#### FRAGMENTO DE ORIGEN:
VIAJE AL CENTRO DE LA TIERRA Mientras almuerzo en el restaurante de la cota 1500 del centro de esquí, converso con un vecino de mesa. Es Diego Fasel, un experimentado rider de snowboard, quien el año pasado integró un equipo de deportistas locales que exorcizó –a su manera– el fantasma de la lluvia de cenizas que hace dos años acechó a su ciudad: se lanzaron con tablas de snowboard al centro mismo del cráter de sus pesadillas. Y como resultado filmaron el documental Surf The Crater con el que, en lugar de mirar para otro lado buscando el olvido, indagaron en la fuente de la desgracia haciendo las paces con ella.

#### TAREAS POR REALIZAR:
[1] Transcribe del fragmento, sin cambiar nada, todo lo que va desde "VIAJE AL CENTRO" hasta llegar a "paces con ella.".
[2] Según el fragmento, ¿qué título lleva el documental que filmó el equipo de deportistas locales?
[3] Prolonga el fragmento sobre el descenso en snowboard al cráter a partir de su última frase.

#### MATERIAL DE PARTIDA:
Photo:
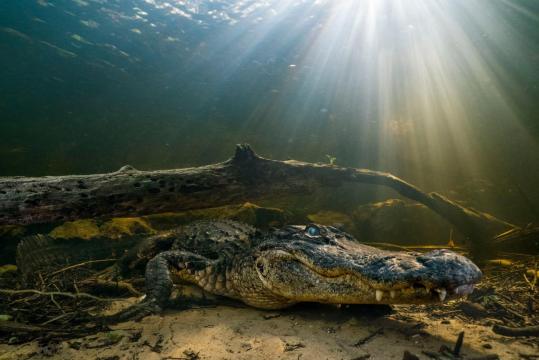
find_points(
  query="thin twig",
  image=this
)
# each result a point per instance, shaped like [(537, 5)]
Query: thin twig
[(59, 293), (81, 264)]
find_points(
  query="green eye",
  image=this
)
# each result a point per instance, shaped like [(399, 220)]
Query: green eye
[(312, 230)]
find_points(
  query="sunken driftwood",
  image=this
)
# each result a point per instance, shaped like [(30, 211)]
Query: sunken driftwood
[(244, 177)]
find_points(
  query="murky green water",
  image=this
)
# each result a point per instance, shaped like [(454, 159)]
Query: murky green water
[(441, 93)]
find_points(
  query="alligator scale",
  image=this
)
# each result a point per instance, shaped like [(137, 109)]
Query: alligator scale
[(281, 267)]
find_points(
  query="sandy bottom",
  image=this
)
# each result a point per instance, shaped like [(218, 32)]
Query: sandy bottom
[(302, 332)]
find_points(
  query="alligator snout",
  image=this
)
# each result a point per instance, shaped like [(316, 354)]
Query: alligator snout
[(410, 277)]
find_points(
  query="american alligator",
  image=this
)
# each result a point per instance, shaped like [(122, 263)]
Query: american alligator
[(281, 267)]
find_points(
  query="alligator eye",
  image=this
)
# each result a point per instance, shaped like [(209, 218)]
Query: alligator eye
[(312, 230)]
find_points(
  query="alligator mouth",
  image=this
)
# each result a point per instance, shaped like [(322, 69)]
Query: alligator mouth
[(297, 277), (415, 290)]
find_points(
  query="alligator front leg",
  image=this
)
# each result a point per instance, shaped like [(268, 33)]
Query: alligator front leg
[(159, 282)]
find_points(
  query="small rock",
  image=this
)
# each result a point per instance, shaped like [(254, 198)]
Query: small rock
[(409, 356), (292, 347), (271, 316), (473, 310)]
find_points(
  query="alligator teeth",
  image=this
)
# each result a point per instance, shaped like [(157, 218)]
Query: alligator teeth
[(441, 293)]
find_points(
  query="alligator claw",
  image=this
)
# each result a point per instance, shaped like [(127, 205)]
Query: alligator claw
[(135, 312)]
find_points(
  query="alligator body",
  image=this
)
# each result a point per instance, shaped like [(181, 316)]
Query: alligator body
[(281, 267)]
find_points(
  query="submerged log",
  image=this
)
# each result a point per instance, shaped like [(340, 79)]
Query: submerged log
[(244, 177)]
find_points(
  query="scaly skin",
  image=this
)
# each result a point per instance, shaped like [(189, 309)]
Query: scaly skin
[(279, 268), (311, 263)]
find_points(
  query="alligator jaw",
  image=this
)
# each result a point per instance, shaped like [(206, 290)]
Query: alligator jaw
[(364, 275)]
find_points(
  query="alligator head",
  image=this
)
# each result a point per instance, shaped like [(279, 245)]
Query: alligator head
[(322, 264)]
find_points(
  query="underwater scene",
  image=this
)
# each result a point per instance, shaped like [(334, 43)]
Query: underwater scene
[(269, 179)]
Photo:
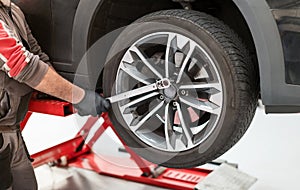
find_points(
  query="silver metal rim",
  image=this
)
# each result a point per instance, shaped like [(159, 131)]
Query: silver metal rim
[(182, 116)]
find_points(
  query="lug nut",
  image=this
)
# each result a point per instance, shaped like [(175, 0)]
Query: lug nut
[(174, 104), (183, 92), (161, 97)]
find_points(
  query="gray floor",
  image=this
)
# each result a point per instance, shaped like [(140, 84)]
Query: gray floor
[(269, 151), (53, 178)]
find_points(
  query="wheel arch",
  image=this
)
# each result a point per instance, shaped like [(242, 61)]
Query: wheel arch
[(260, 22)]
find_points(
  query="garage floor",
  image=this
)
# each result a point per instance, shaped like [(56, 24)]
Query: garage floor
[(269, 151)]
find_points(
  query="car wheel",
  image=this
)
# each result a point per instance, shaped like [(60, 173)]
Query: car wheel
[(212, 95)]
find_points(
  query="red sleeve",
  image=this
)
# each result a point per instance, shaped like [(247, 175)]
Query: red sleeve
[(18, 62), (14, 56)]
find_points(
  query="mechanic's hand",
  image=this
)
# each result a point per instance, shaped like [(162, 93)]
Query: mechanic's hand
[(92, 104)]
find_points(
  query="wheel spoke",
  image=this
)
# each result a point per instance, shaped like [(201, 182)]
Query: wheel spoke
[(216, 86), (201, 105), (186, 61), (186, 130), (170, 52), (169, 122), (146, 117), (139, 100), (145, 61), (134, 73)]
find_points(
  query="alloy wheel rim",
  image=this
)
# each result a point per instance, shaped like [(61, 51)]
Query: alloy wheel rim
[(180, 117)]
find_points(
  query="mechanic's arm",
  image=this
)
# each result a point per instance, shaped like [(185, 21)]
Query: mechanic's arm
[(25, 67)]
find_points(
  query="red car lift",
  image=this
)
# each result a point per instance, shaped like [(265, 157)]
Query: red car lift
[(78, 153)]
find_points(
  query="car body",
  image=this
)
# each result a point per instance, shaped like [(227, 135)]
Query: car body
[(270, 29), (215, 58)]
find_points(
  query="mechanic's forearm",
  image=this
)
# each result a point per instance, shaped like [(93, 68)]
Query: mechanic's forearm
[(55, 85)]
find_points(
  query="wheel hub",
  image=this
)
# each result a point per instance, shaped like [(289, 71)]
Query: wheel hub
[(170, 92)]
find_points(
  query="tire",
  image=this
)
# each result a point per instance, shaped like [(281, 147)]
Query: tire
[(193, 134)]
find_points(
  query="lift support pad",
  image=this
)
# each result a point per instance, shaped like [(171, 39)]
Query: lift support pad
[(77, 152)]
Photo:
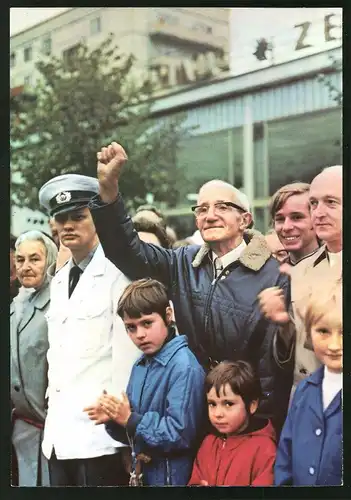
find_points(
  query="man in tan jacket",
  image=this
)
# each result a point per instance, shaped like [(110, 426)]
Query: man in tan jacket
[(312, 273)]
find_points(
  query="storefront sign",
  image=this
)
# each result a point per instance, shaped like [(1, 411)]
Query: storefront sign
[(170, 72), (261, 37), (331, 25)]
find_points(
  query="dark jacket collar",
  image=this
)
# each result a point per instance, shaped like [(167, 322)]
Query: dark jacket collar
[(167, 352), (253, 257), (316, 377)]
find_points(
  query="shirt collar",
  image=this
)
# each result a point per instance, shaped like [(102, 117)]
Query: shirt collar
[(231, 256), (334, 258), (166, 353)]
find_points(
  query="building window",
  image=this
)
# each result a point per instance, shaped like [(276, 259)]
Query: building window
[(27, 81), (204, 28), (27, 54), (168, 19), (95, 26), (47, 46), (69, 55)]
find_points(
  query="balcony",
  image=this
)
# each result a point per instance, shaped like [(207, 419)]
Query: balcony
[(183, 30)]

#### RESPUESTAS POR TAREA:
[1]
VIAJE AL CENTRO DE LA TIERRA Mientras almuerzo en el restaurante de la cota 1500 del centro de esquí, converso con un vecino de mesa. Es Diego Fasel, un experimentado rider de snowboard, quien el año pasado integró un equipo de deportistas locales que exorcizó –a su manera– el fantasma de la lluvia de cenizas que hace dos años acechó a su ciudad: se lanzaron con tablas de snowboard al centro mismo del cráter de sus pesadillas. Y como resultado filmaron el documental Surf The Crater con el que, en lugar de mirar para otro lado buscando el olvido, indagaron en la fuente de la desgracia haciendo las paces con ella.

[2] Surf The Crater.

[3]
“El 4 de julio de 2011 a las tres de la tarde se vino la noche en Villa La Angostura. El volcán Puyehue entró en erupción y a las 24 horas ya teníamos 50 centímetros de ceniza en cada rincón de la ciudad. De repente nos quedamos sin luz, gas, agua y sol. En las casas comenzamos a pasar frío, teníamos que ir a buscar el agua a las cisternas y los arroyos se contaminaron. Fue como si hubiese llegado el Apocalipsis”, rememora Diego Fasel desde la terraza del restaurante. Habla con la tranquilidad pasmosa de quien ya aventó los fantasmas de esa nube negra que acechó a su ciudad. “Estábamos como enojados con el volcán y una vez terminado el durísimo trabajo de remover a pala y camión la ceniza, Ezequiel “Queque” Parodi me dijo: ‘Si yo me tiro allí donde explotó el volcán, cerraré una etapa de mi vida’”, sigue explicando Fasel, quien se sumó al proyecto de la expedición no sólo como rider de snowboard sino también como camarógrafo aéreo, con el objetivo de documentar y socializar la experiencia. La idea es que el documental sirva para exorcizar fantasmas colectivos en una población golpeada por el inesperado giro de la historia.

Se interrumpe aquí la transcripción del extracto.